4.1- DNA, GENES & CHROMOSOMES

Question 1

Aspartic acid and proline are both amino acids. Describe how two amino acids differ
from one another. You may use a diagram to help your description.
(1)
endding base triplet
ASPARTIC ACID- GAC GAU

PROLINE- CCA CCG CCC CCU

Answer 1

Have different R group.

Question 2

Deletion of the sixth base (G) in the sequence shown in the diagram above would
change the nature of the protein produced but substitution of the same base would
not. Use the information in the table and your own knowledge to explain why. (3)

AUGCCGUACCGACU

ending base triplet
ASPARTIC ACID- GAC GAU

PROLINE- CCA CCG CCC CCU

Answer 2

1. Substitution would result in CCA / CCC / CCU;
2. (All) code for same amino acid / proline;
3. Deletion would cause frame shift / change in all following codons /
   change next codon from UAC to ACC.

Question 3

Messenger RNA (mRNA) is used during translation to form polypeptides.
Describe how mRNA is produced in the nucleus of a cell. (6)

Answer 3

1. Helicase;
2. Breaks hydrogen bonds;
3. Only one DNA strand acts as template;
4. RNA nucleotides attracted to exposed bases;
5. (Attraction) according to base pairing rule;
6. RNA polymerase joins (RNA) nucleotides together;
7. Pre-mRNA spliced to remove introns.

* Parts of the exercise:
**A.** Decide whether each statement below agrees with the DNA, genes and chromosomes sheet. Answer yes or no for each, and quote the words from the sheet that decide it.
(i) Proline is coded by four different base triplets.
(ii) Substituting the sixth base (G) in the sequence would change the nature of the protein produced.
(iii) Both DNA strands act as templates when mRNA is produced.
**B.** According to the DNA, genes and chromosomes sheet, which enzyme joins RNA nucleotides together during mRNA production?
**C.** Resume the DNA, genes and chromosomes sheet from its final line.

* Given data:

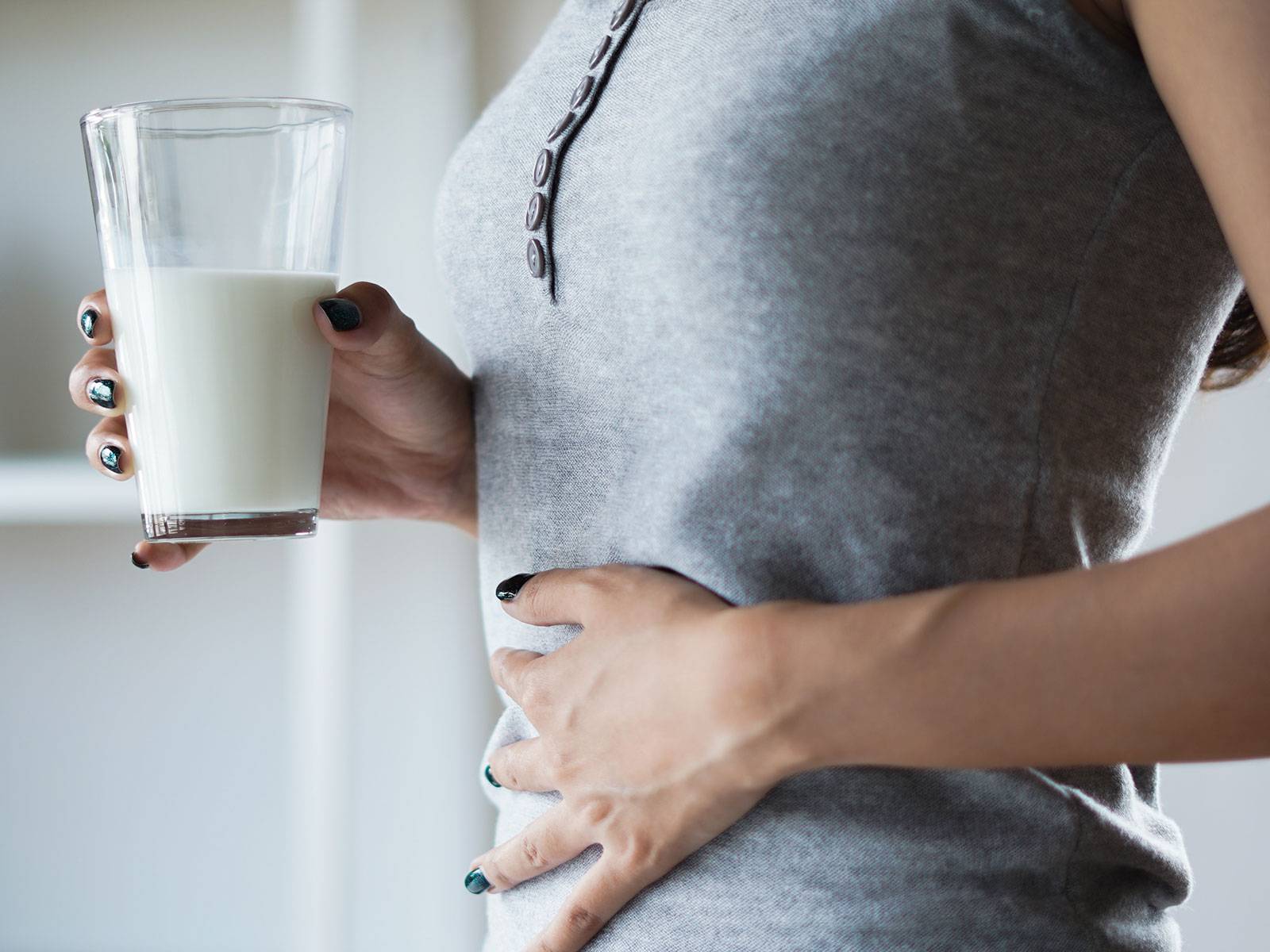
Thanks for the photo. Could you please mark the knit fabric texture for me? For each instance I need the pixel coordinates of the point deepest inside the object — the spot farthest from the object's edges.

* Exercise answers:
**A.**
(i) Yes: "PROLINE- CCA CCG CCC CCU"
(ii) No: "but substitution of the same base would not"
(iii) No: "Only one DNA strand acts as template"

**B.** RNA polymerase.

**C.**
Question 4

Describe the structure of proteins. (5)

Answer 4

1. Polymer of amino acids;
2. Joined by peptide bonds;
3. Formed by condensation;
4. Primary structure is order of amino acids;
5. Secondary structure is folding of polypeptide chain due to hydrogen

bonding;
Accept alpha helix / pleated sheet
6. Tertiary structure is 3-D folding due to hydrogen bonding and ionic /
disulfide bonds;
7. Quaternary structure is two or more polypeptide chains.

Question 5

Describe how proteins are digested in the human gut. (4)

Answer 5

1. Hydrolysis of peptide bonds;
2. Endopeptidases break polypeptides into smaller peptide chains;
3. Exopeptidases remove terminal amino acids;
4. Dipeptidases hydrolyse / break down dipeptides into amino acids.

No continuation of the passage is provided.